TAREA ASIGNADA 1: De acuerdo con el texto sobre la vendimia, ¿con qué herramienta se cortan hoy los racimos?
TAREA ASIGNADA 2: Indique si cada afirmación concuerda con el texto sobre la vendimia, respondiendo sí o no y citando literalmente las palabras decisivas: (a) la gran mayoría de los viñedos todavía se recolecta a mano; (b) la uva se transporta actualmente en cestos de esparto; (c) las cuadrillas siguen viviendo hoy en las quinterías.
TAREA ASIGNADA 3: Reproduzca literalmente el fragmento del texto sobre la vendimia que comienza en «El acto de recoger» y termina en «de sol a sol.», ambos incluidos.

TEXTO:

_ _ _ _ _ _ _

El acto de recoger la uva para su transporte a las
cooperativas tiene poco de sofisticado. No ha cambiado practicamente nada en decenas de miles de años. Sí, ahora tenemos
tractores con cabina climatizada y lector de cedés en vez de carros de mulas llenas de moscas. Sí, ahora cortamos los racimos con
tijeras, en vez de con navajas, y los transportamos en
cubos de plástico, en vez de cestos de esparto. Pero la gran mayoría de viñedos se siguen recolectando a mano, cepa tras cepa, con la espalda doblada y trabajando de sol a sol.
Vendimiar es viajar a la prehistoria.
Todos los días comienzan igual. Si tienes suerte y el terreno en el que vas a trabajar está cerca quizás puedas levantarte pasadas las 7 de la mañana. Si no, lo más probable es que antes de las 6 ya esté sonando el
despertador. Las viñas pertenecientes a los habitantes de mi pueblo se extienden a lo largo de decenas de kilómetros, invadiendo otras localidades en algunos casos. Antaño las cuadrillas llegaban a vivir en las
quinterías porque la distancia a sus casas era demasiado grande. Ahora tenemos furgonetas. Pero el madrugón no te lo quita ni dios.

_ _ _ _ _ _ _

DATOS SIN PROCESAR:
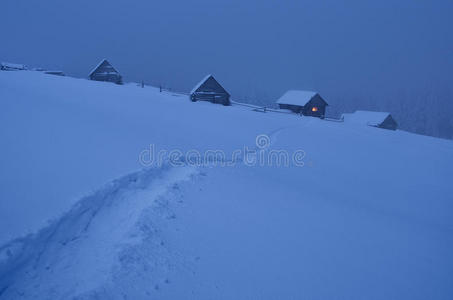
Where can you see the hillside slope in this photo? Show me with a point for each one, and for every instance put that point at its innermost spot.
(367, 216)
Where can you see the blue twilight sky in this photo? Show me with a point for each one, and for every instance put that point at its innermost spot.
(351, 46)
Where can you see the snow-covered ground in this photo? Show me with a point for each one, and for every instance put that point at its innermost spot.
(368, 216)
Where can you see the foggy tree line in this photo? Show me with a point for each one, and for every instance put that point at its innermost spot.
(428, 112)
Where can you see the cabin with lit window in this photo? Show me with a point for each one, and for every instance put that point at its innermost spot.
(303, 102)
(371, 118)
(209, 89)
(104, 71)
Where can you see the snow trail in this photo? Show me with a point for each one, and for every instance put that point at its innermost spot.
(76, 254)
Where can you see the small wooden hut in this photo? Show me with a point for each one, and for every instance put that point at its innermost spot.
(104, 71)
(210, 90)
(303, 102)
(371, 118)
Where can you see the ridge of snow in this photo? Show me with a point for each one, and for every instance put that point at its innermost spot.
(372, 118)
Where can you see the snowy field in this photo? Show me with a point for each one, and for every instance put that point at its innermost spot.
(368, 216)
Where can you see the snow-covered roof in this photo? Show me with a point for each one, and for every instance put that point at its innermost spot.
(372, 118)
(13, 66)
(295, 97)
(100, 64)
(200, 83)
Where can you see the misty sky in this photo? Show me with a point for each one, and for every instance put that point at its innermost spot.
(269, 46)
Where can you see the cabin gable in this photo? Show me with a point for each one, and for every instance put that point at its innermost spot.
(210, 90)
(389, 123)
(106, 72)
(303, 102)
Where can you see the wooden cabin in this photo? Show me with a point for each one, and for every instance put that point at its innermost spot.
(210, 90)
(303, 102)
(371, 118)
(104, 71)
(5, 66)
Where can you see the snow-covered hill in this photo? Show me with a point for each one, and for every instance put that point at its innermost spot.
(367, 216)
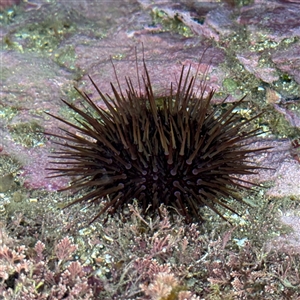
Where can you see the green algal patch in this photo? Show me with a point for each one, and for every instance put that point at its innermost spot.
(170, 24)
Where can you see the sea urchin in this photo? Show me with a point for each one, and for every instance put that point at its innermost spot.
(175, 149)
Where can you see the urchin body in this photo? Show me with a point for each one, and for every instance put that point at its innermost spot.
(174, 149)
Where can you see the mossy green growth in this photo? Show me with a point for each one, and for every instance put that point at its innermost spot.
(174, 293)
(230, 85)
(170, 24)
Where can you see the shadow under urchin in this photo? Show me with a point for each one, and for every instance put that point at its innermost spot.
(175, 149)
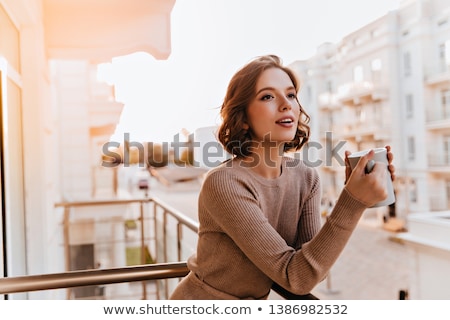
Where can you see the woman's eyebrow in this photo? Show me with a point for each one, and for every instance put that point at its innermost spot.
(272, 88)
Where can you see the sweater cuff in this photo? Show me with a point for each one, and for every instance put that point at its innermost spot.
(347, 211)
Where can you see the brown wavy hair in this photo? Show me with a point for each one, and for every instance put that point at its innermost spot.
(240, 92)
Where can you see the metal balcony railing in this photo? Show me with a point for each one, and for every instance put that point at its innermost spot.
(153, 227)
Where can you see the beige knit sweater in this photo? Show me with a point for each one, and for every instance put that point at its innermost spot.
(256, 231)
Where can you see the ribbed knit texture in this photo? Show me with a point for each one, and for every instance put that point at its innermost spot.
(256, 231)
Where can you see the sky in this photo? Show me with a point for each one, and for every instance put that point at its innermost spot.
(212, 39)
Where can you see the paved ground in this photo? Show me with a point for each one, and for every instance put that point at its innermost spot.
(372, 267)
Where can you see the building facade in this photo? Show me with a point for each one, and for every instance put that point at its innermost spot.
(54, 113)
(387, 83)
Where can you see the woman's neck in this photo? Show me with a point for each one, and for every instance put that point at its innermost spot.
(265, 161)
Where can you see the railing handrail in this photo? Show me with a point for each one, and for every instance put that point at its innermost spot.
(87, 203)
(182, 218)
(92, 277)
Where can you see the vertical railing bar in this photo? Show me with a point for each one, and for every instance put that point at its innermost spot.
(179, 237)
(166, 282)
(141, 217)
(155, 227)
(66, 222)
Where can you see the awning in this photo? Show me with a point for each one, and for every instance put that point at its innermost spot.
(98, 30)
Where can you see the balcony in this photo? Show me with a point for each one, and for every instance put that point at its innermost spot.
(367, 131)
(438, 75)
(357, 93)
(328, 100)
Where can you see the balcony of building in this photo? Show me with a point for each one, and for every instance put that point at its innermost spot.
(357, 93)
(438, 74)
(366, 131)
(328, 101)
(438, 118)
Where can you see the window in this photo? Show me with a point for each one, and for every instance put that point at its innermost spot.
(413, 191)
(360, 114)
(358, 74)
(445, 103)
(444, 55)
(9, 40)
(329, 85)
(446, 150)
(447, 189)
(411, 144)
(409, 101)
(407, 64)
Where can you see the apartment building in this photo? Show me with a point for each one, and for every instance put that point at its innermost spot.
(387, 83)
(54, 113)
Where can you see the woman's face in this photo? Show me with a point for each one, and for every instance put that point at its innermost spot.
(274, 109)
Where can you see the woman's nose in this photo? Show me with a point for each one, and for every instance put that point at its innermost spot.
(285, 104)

_ _ _ _ _ _ _

RESULTADO COMPLETO 1: Con tijeras.

RESULTADO COMPLETO 2:
(a) Sí: «la gran mayoría de viñedos se siguen recolectando a mano».
(b) No: «los transportamos en cubos de plástico, en vez de cestos de esparto».
(c) No: «Antaño las cuadrillas llegaban a vivir en las quinterías porque la distancia a sus casas era demasiado grande. Ahora tenemos furgonetas.»

RESULTADO COMPLETO 3:
El acto de recoger la uva para su transporte a las
cooperativas tiene poco de sofisticado. No ha cambiado practicamente nada en decenas de miles de años. Sí, ahora tenemos
tractores con cabina climatizada y lector de cedés en vez de carros de mulas llenas de moscas. Sí, ahora cortamos los racimos con
tijeras, en vez de con navajas, y los transportamos en
cubos de plástico, en vez de cestos de esparto. Pero la gran mayoría de viñedos se siguen recolectando a mano, cepa tras cepa, con la espalda doblada y trabajando de sol a sol.